List each line in the rows below that contains the word "Request". Case counts.

* Begin Data for the task *

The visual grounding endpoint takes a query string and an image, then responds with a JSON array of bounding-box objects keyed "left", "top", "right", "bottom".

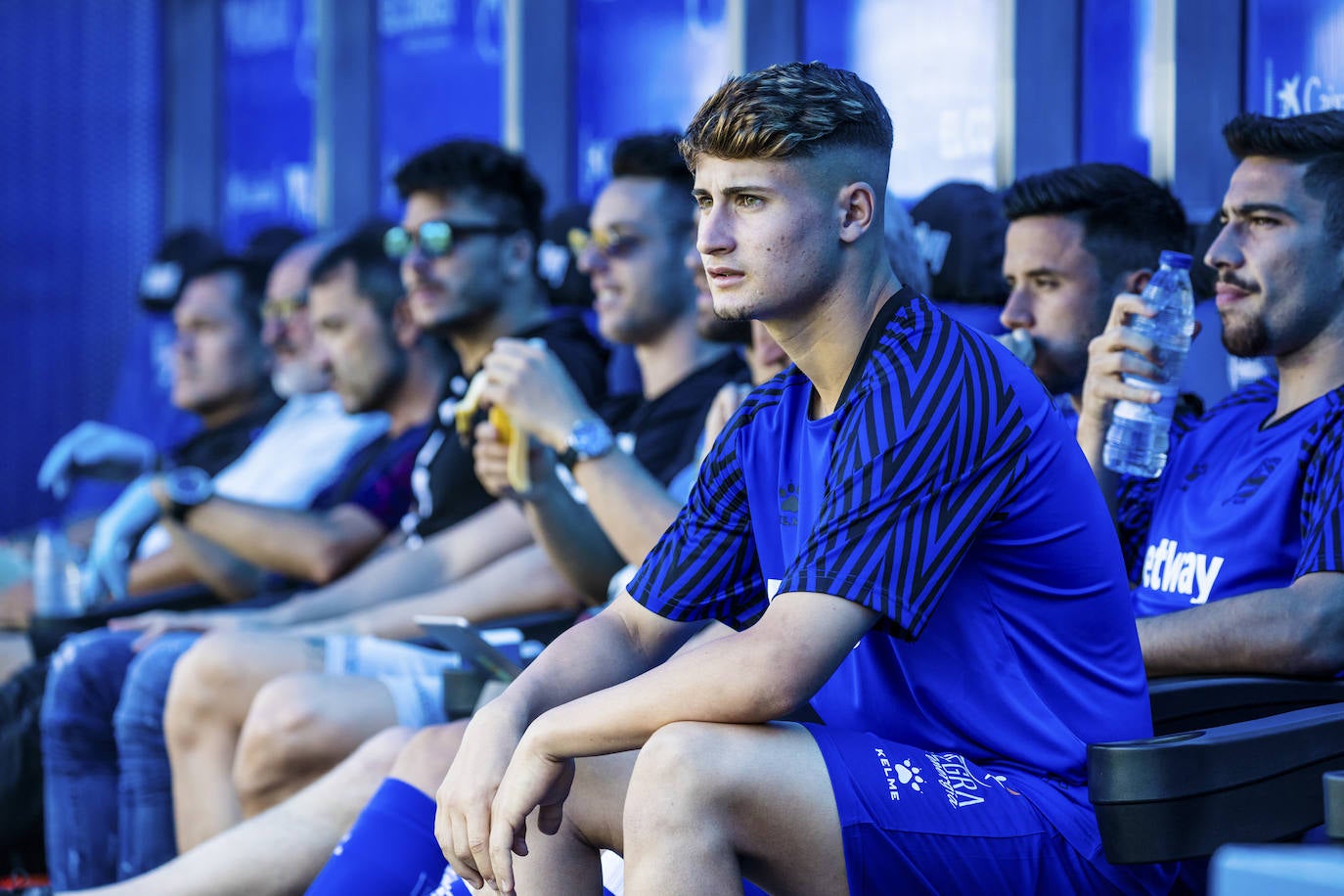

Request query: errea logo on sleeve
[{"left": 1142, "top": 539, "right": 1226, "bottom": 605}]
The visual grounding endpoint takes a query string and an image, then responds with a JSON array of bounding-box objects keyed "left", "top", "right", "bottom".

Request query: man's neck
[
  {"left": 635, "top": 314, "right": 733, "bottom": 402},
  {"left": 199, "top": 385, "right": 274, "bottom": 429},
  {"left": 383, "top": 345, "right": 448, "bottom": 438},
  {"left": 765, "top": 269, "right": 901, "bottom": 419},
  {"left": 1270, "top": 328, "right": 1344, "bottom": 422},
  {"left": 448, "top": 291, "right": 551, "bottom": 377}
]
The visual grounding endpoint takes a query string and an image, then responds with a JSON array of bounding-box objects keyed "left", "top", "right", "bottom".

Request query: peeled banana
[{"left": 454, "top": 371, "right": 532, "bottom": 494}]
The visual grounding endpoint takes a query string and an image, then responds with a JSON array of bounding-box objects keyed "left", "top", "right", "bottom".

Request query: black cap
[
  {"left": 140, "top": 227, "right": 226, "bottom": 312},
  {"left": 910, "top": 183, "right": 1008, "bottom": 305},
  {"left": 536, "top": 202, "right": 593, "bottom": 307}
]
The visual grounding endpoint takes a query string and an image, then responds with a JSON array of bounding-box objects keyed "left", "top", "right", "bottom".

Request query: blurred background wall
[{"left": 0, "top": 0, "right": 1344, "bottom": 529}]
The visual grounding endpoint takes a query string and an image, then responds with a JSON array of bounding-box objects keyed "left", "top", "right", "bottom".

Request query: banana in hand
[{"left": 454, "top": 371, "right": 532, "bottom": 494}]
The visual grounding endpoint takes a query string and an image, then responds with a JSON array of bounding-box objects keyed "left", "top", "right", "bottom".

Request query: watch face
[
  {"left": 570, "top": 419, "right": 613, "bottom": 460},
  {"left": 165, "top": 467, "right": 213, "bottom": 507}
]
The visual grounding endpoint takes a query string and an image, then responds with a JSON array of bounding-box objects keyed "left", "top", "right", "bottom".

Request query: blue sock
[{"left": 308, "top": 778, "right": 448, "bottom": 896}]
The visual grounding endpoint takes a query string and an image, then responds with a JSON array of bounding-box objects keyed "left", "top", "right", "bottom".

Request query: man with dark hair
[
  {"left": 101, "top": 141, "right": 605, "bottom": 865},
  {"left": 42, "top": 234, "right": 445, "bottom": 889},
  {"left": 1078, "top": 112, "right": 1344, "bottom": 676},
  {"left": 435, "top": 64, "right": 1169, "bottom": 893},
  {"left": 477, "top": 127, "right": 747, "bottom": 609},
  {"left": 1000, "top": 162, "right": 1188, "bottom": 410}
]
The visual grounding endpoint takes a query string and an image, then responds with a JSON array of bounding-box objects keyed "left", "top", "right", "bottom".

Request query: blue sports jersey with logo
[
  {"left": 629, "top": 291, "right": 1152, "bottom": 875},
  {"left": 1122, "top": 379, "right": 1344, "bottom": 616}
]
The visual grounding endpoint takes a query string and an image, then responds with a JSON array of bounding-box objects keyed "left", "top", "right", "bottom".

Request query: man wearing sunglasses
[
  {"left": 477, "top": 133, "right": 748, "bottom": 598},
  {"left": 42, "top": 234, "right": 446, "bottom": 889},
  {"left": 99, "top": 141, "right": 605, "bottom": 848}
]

* End Data for the task *

Exercise result:
Request query: errea logo on sleeve
Request query: man's neck
Request query: peeled banana
Request query: black cap
Request query: blurred background wall
Request query: banana in hand
Request query: watch face
Request query: blue sock
Request query: man with dark hair
Request query: blue sports jersey with logo
Request query: man wearing sunglasses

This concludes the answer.